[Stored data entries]
>> Start

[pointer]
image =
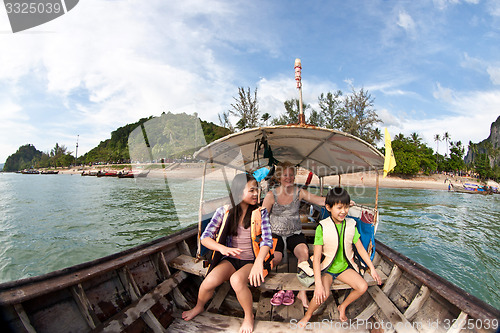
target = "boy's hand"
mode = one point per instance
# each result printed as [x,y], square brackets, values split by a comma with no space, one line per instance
[256,276]
[375,276]
[319,293]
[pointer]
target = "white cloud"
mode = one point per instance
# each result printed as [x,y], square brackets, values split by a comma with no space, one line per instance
[443,94]
[406,22]
[494,73]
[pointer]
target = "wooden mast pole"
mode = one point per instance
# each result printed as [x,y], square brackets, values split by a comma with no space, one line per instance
[298,78]
[200,212]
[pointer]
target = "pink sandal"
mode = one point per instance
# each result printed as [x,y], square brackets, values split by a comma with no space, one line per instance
[288,298]
[278,298]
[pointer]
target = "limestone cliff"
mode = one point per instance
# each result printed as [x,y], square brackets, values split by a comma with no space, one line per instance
[490,146]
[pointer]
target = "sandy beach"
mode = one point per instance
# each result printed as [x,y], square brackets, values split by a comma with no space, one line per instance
[195,170]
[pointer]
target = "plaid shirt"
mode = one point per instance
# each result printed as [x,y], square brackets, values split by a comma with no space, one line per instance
[214,226]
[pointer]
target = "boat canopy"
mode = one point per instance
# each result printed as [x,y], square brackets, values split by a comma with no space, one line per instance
[323,151]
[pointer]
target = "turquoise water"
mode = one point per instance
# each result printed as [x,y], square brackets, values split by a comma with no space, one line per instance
[48,222]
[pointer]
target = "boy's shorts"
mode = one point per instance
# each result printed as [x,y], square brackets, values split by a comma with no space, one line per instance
[335,275]
[291,242]
[237,263]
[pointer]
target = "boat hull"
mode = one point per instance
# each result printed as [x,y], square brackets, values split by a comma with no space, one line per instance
[142,289]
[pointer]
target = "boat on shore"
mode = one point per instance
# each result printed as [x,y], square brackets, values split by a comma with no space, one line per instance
[101,173]
[147,287]
[30,172]
[133,174]
[49,172]
[471,189]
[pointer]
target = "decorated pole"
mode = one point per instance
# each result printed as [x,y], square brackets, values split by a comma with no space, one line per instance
[298,78]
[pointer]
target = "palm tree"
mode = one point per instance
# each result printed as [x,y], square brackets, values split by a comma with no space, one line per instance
[446,137]
[437,138]
[415,139]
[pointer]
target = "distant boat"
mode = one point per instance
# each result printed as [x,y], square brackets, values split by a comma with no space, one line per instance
[471,188]
[133,174]
[49,172]
[30,172]
[107,173]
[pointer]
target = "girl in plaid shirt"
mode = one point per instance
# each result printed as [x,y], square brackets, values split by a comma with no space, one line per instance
[239,264]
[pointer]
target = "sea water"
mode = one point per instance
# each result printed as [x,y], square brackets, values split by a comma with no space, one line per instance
[49,222]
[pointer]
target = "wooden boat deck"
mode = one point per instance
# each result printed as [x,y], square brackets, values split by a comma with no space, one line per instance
[212,322]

>> End

OBJECTIVE >>
Without the images, write out each line of the data verbatim.

ANSWER TO THE PROBLEM >>
[pointer]
image =
target = "boy's hand"
mode = one point per instance
# each result printed as [x,y], square brackets, values split by a comma with no space, one line per instance
[256,276]
[375,276]
[319,293]
[pointer]
target = "white cloud"
mode = one point per instance
# each result printed as [x,y], square brackets, values split by a comma with no space, one line per instance
[443,94]
[406,22]
[494,73]
[pointer]
target = "wooden mast pole"
mode = one point per instance
# each result printed as [x,y], square brackets, values split by a comma with no space, one line per instance
[298,78]
[200,212]
[pointer]
target = "pink sandal"
mode = one point per instance
# each result printed as [x,y], square brackets, values split by a comma with no space, one line per instance
[288,298]
[278,298]
[pointer]
target = "limestone cliff"
mode = one point per instance
# each result printed as [x,y], square brackets, values split by a comma with no space, one line per instance
[490,146]
[pointer]
target = "sandy beach"
mode = one point per instance
# each result printed as [x,y], square brackets, values split by a comma with no space, one line per instance
[195,170]
[pointer]
target = "plaid shirt"
mode = one point per instance
# each result printed as [x,y], square brackets, values split by a comma with no space, one line per instance
[214,226]
[pointer]
target = "boat canopy"
mode = one point per instance
# each result printed as [x,y], square brackets, values split by a comma with no space, one line per instance
[323,151]
[pointer]
target = "turquoise water"
mode = one point per instance
# each result printed as [x,y], square brackets, values split by a comma with no space, one line per instance
[48,222]
[pointer]
target = "boy's shorts"
mode = one point per instance
# each result printed as [x,y], square brackets, values split by a comma with no space, one line per instance
[335,275]
[291,242]
[237,263]
[pointer]
target = "boat hull"
mode = one point per instance
# each result printed as [x,y], square brackets, values split by a comma with no space, one line per instance
[142,289]
[pointer]
target = "boat on shore"
mode = one point per instance
# each result printed as [x,y], square brackets, values split by a comma with no space, one line per instance
[101,173]
[147,287]
[30,172]
[133,174]
[49,172]
[471,189]
[pointer]
target = "decorated pole"
mode = one point per instance
# each result printed as [x,y], square brackets, values split by a comma with no space, one line per instance
[298,78]
[pointer]
target = "palm tree"
mode = one point per instance
# each result printed as [x,y], square brackets, values split by a comma with no space, one line per instance
[446,137]
[437,138]
[415,139]
[pointer]
target = "distant boat"
mode = one point per instance
# each result printed as [x,y], square brackets, values split by a comma with no space, one line per instance
[471,188]
[133,174]
[49,172]
[30,172]
[107,173]
[pointer]
target = "girl in plaid shirt"
mode = one point per instance
# each result printed as [x,y], square brackets, values split by a comma with no space, one line per instance
[239,264]
[pointer]
target = "sea water"
mode = one point per instance
# each result printed as [x,y], square brackets, values split by a comma with no space, one line per instance
[49,222]
[pointer]
target = "wooden boat deck"
mode = one point per instance
# each result printed as [x,y], square brackets, values split by a comma with no space, one line per instance
[212,322]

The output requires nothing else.